▶ [Work to be completed] Go to the line below that has "Target: t-shirt sleeve", print it and each line after it exactly, and stop after the line that has "Target: navy uniform shirt"; leave out pictures.

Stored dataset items
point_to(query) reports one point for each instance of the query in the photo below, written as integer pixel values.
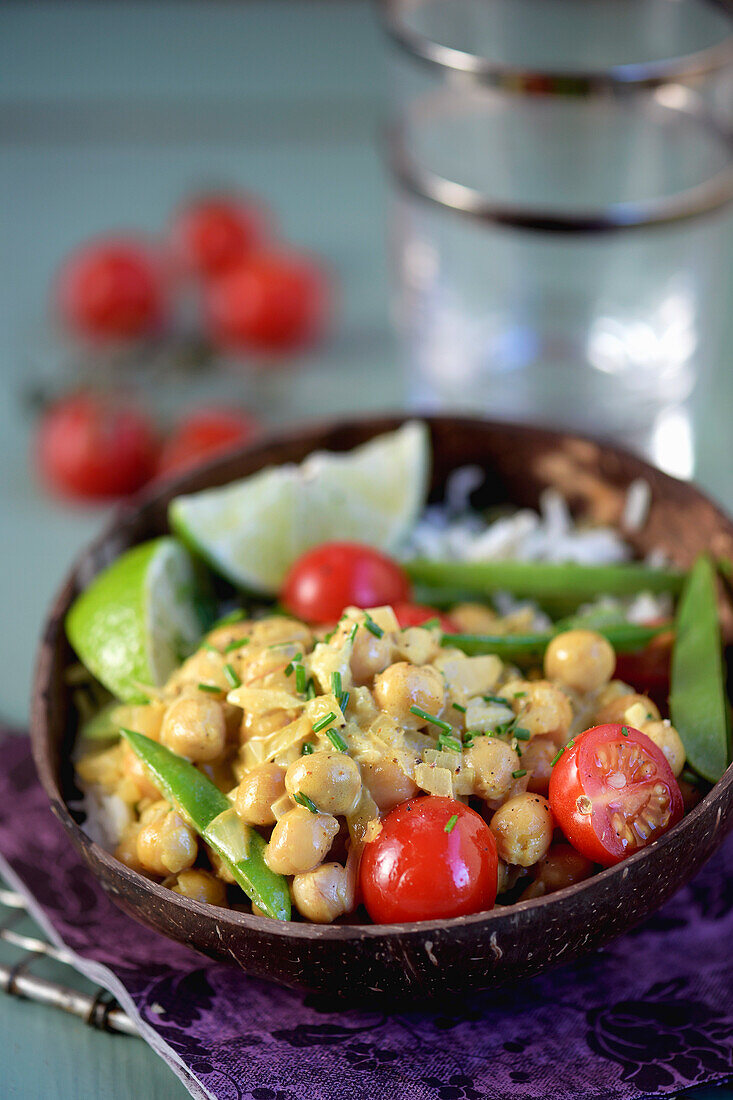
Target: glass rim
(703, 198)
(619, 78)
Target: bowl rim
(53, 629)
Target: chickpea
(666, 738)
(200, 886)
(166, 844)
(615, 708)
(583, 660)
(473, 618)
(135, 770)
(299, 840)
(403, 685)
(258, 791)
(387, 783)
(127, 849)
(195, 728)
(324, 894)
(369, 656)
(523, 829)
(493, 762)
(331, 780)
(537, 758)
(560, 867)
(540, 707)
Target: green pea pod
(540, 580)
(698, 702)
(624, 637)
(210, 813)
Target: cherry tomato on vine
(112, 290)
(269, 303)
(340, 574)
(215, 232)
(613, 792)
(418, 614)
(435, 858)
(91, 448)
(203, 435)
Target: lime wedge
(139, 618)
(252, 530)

--

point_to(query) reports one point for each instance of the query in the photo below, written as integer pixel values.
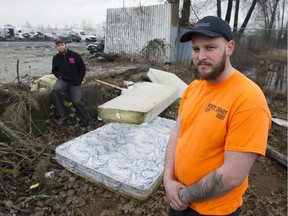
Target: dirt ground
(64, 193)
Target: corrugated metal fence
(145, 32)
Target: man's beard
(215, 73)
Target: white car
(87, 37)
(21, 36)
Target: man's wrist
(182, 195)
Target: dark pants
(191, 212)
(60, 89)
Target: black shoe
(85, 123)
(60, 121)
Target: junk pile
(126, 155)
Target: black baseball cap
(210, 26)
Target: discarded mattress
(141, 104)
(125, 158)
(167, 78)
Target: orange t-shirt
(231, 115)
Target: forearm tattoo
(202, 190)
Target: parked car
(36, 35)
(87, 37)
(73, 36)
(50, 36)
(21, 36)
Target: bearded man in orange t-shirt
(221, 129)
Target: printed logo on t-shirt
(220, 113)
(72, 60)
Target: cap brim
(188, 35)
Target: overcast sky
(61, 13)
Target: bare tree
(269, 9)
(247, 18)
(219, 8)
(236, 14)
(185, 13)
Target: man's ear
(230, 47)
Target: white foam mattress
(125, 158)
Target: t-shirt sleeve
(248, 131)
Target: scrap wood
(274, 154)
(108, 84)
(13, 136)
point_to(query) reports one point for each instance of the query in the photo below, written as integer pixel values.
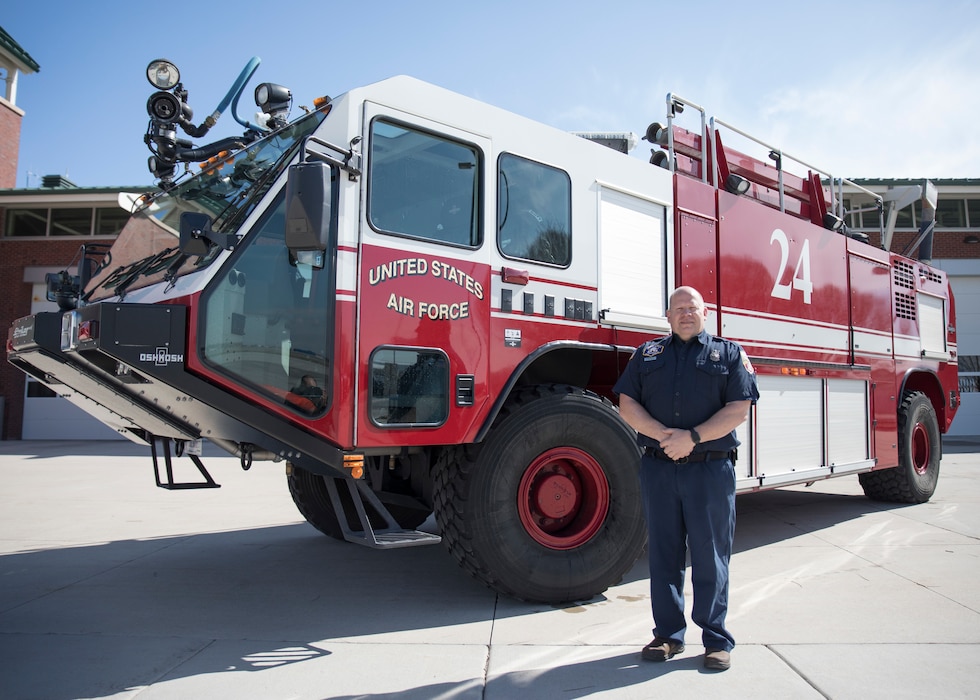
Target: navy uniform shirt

▶ [Answer space]
Target: t-shirt sleeve
(248, 131)
Target: scrap wood
(274, 154)
(108, 84)
(13, 136)
point_to(query) reports one point for each instance of the query in the photo below, written as integer pixel values.
Target: navy uniform shirt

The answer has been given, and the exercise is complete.